--- BEGIN Data entries ---
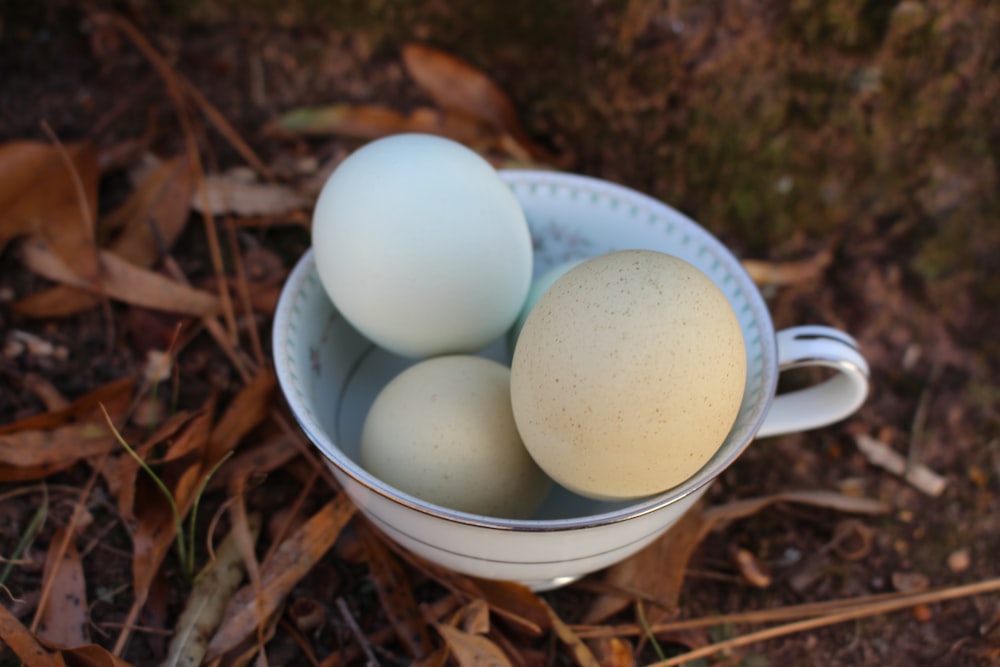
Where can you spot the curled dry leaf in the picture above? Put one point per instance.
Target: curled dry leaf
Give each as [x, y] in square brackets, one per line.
[369, 121]
[123, 281]
[41, 445]
[517, 605]
[472, 650]
[22, 642]
[245, 413]
[395, 594]
[51, 192]
[64, 617]
[750, 568]
[293, 560]
[224, 195]
[656, 571]
[213, 588]
[455, 85]
[578, 649]
[789, 273]
[918, 475]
--- END Data entries ---
Exercise brief: Format the records above as a two-column CSV with the header text,answer and one row per record, putting each record's wording under text and its answer under answer. Wrap every field in double quotes, turn line breaks into spaces, and leave the pictures out.

Result of the task:
text,answer
"Where can you spot the curled dry leaf in the picture above? Put one point per instance. Target: curled dry leaf Give each as [x, y] in square brackets, one per line.","[369, 121] [123, 281] [41, 445] [517, 605] [472, 650] [22, 642] [245, 413] [395, 594] [51, 192] [64, 617] [750, 568] [293, 560] [224, 195] [656, 571] [213, 588] [455, 85] [578, 649] [789, 273] [918, 475]"